══ Data section

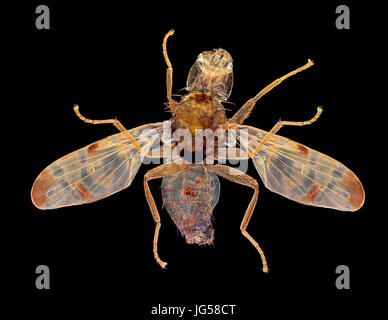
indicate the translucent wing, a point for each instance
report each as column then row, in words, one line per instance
column 303, row 174
column 95, row 171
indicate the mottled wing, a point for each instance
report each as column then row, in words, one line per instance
column 95, row 171
column 303, row 174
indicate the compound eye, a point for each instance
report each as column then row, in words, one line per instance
column 201, row 61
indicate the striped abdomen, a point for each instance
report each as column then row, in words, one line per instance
column 189, row 198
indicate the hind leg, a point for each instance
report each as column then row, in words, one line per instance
column 163, row 170
column 237, row 176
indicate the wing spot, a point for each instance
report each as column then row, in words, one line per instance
column 40, row 189
column 355, row 190
column 82, row 191
column 313, row 193
column 93, row 147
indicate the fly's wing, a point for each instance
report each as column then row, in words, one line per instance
column 303, row 174
column 95, row 171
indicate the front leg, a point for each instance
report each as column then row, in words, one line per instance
column 247, row 108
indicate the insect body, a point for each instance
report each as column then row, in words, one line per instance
column 190, row 198
column 190, row 190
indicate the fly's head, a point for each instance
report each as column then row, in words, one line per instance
column 212, row 72
column 200, row 233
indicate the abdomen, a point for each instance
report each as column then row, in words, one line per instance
column 189, row 198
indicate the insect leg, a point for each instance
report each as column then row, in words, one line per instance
column 169, row 66
column 116, row 123
column 247, row 108
column 280, row 124
column 237, row 176
column 163, row 170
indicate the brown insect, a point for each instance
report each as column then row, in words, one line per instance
column 190, row 190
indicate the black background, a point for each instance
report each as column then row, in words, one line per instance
column 107, row 58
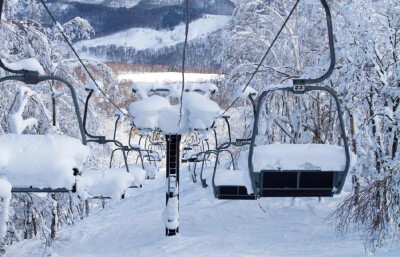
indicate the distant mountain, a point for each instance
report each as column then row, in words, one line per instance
column 147, row 31
column 110, row 16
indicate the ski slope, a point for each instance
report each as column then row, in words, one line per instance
column 208, row 227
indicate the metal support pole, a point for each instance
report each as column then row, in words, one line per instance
column 173, row 146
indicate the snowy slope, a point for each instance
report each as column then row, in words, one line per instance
column 144, row 38
column 110, row 3
column 133, row 227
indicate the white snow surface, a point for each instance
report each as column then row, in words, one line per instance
column 156, row 113
column 5, row 198
column 244, row 92
column 107, row 183
column 293, row 157
column 166, row 77
column 208, row 227
column 138, row 174
column 41, row 160
column 30, row 64
column 170, row 215
column 146, row 111
column 145, row 38
column 297, row 157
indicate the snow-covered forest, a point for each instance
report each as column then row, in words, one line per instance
column 116, row 206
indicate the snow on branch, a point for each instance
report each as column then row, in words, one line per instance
column 16, row 121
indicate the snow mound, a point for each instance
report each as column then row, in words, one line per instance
column 30, row 64
column 201, row 110
column 243, row 93
column 138, row 173
column 146, row 111
column 156, row 113
column 41, row 160
column 107, row 183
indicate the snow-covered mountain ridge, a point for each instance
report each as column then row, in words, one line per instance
column 146, row 38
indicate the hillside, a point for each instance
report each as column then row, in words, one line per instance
column 209, row 227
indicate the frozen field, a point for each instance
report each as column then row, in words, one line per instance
column 166, row 77
column 209, row 227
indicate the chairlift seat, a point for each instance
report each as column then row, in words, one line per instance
column 229, row 186
column 297, row 183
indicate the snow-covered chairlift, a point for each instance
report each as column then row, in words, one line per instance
column 311, row 170
column 228, row 184
column 299, row 182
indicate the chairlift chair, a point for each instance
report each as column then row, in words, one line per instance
column 293, row 183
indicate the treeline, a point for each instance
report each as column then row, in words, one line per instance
column 198, row 54
column 122, row 67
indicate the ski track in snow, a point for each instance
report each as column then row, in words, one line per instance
column 208, row 227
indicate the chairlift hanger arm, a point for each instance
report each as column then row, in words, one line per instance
column 331, row 51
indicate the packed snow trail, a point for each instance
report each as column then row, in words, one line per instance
column 209, row 227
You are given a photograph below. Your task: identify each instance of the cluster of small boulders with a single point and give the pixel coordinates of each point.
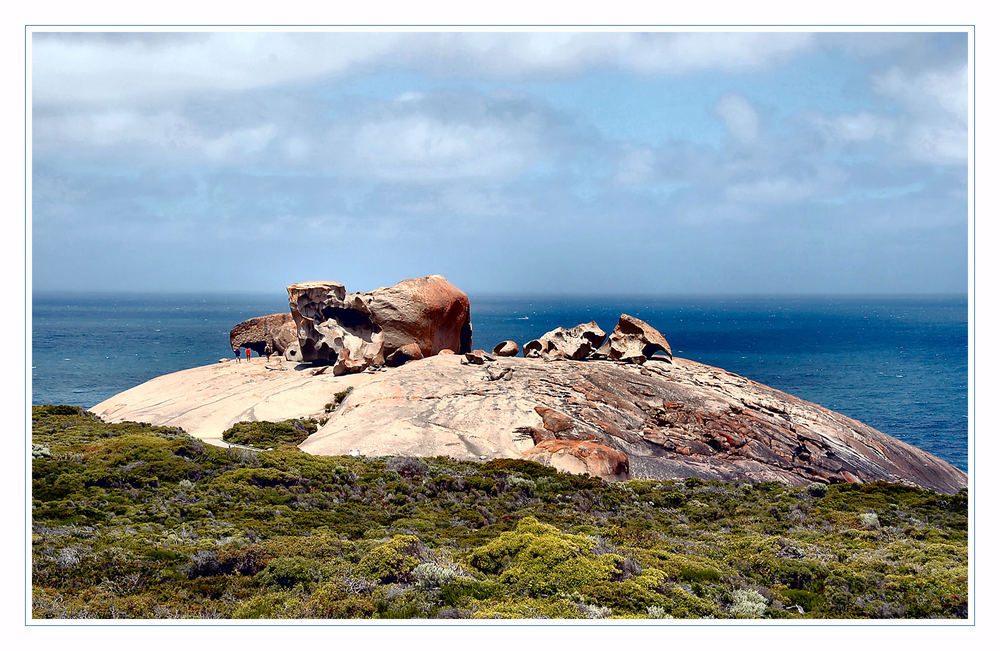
(633, 340)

════

* _Task goal_:
Copy out the part of the data that opens with the line containing "indicate the hind" and closes with the line containing "column 107, row 58", keeping every line unchanged.

* _Exercise result_:
indicate the hind leg, a point for each instance
report each as column then row, in words, one line per instance
column 163, row 170
column 237, row 176
indicate the wing spot, a point for each instance
report each as column then row, in words, one line per instance
column 40, row 189
column 355, row 190
column 82, row 191
column 313, row 193
column 93, row 147
indicate the fly's wing, a point for each instance
report each as column then row, in words, one line per instance
column 303, row 174
column 95, row 171
indicate the front leg, a point for each instance
report each as column then row, in words, one line per instance
column 247, row 108
indicate the insect body, a point for each instance
report each as column then row, in words, one line per instance
column 190, row 198
column 190, row 190
indicate the fly's head, a point for each instance
report each as column then row, in words, one line per instance
column 212, row 72
column 200, row 233
indicate the abdomen, a point for each instance
report each as column then row, in words, one line per instance
column 189, row 198
indicate the insect leg, a point for each instance
report each as column then row, in words, one line per instance
column 169, row 66
column 116, row 123
column 247, row 108
column 280, row 124
column 237, row 176
column 163, row 170
indicate the brown insect, a point for each instance
report each as column then row, in words, one line per instance
column 190, row 190
indicate the black background, a point for each instance
report each as column then row, in words, one line per instance
column 107, row 58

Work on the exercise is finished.